» Dataset records:
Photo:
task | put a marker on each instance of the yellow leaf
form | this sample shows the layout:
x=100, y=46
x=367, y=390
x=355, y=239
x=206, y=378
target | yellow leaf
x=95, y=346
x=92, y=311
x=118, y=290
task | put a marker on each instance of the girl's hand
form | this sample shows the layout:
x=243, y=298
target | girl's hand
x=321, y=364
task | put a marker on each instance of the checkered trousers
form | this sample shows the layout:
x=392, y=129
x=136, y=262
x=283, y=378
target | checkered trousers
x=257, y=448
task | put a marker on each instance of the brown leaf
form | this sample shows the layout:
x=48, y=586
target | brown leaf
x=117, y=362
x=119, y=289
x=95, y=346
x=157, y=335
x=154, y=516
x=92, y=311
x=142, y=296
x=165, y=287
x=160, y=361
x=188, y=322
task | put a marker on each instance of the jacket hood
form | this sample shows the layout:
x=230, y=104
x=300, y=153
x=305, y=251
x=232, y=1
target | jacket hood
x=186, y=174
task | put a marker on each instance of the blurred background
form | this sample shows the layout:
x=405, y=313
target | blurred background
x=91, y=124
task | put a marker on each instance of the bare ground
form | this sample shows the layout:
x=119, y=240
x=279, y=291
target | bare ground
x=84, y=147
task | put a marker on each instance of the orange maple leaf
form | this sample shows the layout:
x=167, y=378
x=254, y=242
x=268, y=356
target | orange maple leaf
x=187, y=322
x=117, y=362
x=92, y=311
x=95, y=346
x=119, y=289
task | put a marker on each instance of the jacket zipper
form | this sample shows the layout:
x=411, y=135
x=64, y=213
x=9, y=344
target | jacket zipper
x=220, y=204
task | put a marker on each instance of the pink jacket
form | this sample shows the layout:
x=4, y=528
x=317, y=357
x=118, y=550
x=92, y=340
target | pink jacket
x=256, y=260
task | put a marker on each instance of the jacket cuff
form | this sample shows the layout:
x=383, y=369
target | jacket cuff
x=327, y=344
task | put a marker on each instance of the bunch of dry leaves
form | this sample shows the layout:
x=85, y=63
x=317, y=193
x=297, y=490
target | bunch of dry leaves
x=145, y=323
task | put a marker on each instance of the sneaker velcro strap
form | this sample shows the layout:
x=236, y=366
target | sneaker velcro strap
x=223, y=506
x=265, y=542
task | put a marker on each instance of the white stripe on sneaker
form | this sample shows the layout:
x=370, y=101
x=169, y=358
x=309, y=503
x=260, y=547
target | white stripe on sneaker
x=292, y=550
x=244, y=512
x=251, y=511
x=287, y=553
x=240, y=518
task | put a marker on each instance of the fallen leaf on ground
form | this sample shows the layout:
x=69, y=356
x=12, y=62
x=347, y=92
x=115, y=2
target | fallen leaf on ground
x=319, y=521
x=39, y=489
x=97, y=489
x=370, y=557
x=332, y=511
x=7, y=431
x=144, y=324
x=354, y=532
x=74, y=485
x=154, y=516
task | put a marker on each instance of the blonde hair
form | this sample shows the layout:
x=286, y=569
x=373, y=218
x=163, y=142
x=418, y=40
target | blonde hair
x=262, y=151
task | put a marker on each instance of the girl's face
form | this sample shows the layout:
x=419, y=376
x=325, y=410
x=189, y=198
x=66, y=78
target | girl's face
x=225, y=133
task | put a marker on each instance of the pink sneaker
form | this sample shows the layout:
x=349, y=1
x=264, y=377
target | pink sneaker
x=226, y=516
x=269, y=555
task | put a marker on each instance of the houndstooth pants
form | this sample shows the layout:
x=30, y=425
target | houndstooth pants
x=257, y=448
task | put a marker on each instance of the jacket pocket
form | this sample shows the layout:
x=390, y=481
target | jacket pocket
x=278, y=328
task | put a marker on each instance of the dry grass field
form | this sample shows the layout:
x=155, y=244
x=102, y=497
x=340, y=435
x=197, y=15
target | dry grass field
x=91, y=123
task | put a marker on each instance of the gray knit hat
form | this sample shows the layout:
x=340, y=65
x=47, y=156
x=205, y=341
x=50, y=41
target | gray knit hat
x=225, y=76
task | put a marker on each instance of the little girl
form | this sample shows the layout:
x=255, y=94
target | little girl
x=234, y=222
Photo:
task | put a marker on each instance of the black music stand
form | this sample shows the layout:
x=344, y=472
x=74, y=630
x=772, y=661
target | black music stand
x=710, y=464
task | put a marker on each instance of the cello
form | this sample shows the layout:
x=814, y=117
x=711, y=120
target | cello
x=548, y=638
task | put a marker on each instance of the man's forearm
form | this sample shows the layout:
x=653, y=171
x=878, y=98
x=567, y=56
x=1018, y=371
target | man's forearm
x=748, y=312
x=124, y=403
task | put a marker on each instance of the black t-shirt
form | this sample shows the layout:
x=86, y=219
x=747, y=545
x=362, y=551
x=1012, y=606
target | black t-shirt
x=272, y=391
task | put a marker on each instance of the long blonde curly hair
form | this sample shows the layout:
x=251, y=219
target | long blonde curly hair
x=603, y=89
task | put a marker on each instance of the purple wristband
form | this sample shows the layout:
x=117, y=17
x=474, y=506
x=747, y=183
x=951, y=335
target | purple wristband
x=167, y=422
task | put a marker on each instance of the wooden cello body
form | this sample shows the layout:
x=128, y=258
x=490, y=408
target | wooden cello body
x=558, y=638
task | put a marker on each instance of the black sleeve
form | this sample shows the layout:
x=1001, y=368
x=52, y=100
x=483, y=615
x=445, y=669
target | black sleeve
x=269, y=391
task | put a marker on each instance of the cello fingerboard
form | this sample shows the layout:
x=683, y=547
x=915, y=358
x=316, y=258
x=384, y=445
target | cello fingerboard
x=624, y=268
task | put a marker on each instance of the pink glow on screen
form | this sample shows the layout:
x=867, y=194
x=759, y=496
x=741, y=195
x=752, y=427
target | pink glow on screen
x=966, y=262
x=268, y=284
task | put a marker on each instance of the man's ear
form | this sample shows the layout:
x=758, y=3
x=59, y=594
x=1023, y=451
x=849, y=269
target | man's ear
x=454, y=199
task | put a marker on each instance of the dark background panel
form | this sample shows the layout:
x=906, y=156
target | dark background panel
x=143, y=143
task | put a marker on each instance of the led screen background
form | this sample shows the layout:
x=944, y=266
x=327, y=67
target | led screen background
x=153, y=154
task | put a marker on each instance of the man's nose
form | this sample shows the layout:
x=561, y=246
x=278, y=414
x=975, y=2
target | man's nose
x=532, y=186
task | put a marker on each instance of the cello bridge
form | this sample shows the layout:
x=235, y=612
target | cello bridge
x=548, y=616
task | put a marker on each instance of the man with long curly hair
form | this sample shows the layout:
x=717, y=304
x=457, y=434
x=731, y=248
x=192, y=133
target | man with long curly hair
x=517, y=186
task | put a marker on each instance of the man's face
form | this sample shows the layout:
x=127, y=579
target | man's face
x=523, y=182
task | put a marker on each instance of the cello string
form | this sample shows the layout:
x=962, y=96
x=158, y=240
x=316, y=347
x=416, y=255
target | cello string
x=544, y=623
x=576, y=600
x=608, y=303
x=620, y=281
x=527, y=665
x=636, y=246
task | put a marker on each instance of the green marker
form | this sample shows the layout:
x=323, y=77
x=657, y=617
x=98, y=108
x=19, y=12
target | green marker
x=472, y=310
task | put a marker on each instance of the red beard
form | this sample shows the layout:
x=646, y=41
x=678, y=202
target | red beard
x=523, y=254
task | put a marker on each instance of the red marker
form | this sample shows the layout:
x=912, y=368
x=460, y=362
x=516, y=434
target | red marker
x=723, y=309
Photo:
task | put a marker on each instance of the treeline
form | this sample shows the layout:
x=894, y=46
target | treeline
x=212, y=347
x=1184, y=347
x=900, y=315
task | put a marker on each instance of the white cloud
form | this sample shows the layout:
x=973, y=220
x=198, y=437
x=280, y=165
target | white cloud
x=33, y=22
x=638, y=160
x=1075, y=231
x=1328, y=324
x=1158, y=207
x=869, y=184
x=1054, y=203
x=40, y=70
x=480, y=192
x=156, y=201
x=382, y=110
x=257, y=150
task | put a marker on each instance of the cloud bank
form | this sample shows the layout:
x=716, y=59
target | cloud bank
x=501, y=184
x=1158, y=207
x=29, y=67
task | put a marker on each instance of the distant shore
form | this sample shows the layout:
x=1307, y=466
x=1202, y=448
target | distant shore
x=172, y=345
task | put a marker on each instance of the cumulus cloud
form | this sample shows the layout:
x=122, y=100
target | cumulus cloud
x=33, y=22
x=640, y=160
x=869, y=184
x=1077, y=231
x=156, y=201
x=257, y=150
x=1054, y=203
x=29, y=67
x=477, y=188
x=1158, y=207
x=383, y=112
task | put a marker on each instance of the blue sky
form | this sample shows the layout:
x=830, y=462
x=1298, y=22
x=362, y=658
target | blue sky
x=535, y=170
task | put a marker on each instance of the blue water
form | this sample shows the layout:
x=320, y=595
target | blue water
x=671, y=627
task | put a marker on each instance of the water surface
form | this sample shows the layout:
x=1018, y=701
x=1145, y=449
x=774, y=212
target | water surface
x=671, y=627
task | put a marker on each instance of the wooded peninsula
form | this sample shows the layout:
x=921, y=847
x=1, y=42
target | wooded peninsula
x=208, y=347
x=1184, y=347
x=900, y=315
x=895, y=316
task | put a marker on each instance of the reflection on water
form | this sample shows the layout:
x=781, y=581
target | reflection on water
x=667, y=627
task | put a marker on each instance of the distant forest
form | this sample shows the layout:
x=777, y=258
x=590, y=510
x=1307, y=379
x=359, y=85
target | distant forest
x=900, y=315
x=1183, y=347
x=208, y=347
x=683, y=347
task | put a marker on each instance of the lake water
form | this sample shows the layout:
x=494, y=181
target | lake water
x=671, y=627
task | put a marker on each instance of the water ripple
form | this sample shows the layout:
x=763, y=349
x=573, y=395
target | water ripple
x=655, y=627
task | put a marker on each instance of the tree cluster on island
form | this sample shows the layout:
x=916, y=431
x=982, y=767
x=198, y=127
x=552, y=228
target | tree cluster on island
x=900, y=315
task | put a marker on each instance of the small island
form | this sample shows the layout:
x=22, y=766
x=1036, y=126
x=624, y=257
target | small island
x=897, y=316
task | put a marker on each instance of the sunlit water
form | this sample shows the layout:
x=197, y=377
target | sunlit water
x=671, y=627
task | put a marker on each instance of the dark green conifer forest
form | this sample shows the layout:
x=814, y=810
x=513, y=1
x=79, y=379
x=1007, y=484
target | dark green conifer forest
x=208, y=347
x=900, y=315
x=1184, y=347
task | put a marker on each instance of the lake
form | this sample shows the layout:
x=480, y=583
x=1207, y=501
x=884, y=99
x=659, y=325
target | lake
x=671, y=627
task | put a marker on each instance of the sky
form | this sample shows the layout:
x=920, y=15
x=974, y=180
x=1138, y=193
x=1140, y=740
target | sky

» Stated goal: Copy out the rows again, starting with the row that contains "task | put a marker on each instance of the sneaker" and going on through the row that contains "x=234, y=222", requests included. Raise every answer coordinate by 116.

» The output:
task | put a marker on each instance of the sneaker velcro strap
form | this sample shows the layout:
x=236, y=366
target | sneaker velcro strap
x=339, y=622
x=381, y=658
task | put a marker on each instance of the white stripe on sneaker
form | this sample shows the layout:
x=370, y=101
x=169, y=358
x=309, y=503
x=260, y=547
target | white stripe on sneaker
x=408, y=666
x=360, y=628
x=367, y=627
x=403, y=669
x=356, y=634
task | put a marker on each instance of the fallen leaf on ground
form | this sample shows the layout:
x=69, y=356
x=12, y=62
x=347, y=92
x=115, y=2
target | fallen leaf on ground
x=435, y=637
x=155, y=605
x=213, y=605
x=486, y=673
x=448, y=627
x=123, y=547
x=260, y=440
x=470, y=648
x=190, y=601
x=270, y=632
task | put a marker on each instance of the blonde hair
form | this sample shows the layout:
x=286, y=569
x=373, y=218
x=163, y=142
x=418, y=40
target | blonde hair
x=378, y=267
task | put a marker on each instance of the girl's face
form | this sample shows the layout:
x=419, y=376
x=325, y=410
x=189, y=198
x=66, y=78
target | girl's face
x=341, y=249
task | put a marker on each instance of the pink sneaker
form | this sample shows the layout:
x=349, y=1
x=264, y=377
target | pink sneaker
x=342, y=632
x=385, y=671
task | put a marker on each instance of the houndstooth pants
form | this sample shows the layout:
x=30, y=425
target | houndstooth pants
x=373, y=564
task | put a marker on each instance of the jacket pocket
form | this sample shows the layout:
x=390, y=481
target | jacket pocket
x=394, y=444
task | put a marker on each instance of the dry grass field
form | this sample shows the layout:
x=155, y=244
x=102, y=497
x=340, y=435
x=197, y=15
target | dry grass field
x=207, y=239
task | put a marker on each instance of the gray knit hat
form | this sample shows the layout:
x=340, y=65
x=47, y=156
x=205, y=341
x=50, y=41
target | gray knit hat
x=341, y=192
task | put a marker on each instance of the little girl
form | this sample shows the layout:
x=255, y=94
target | little girl
x=350, y=338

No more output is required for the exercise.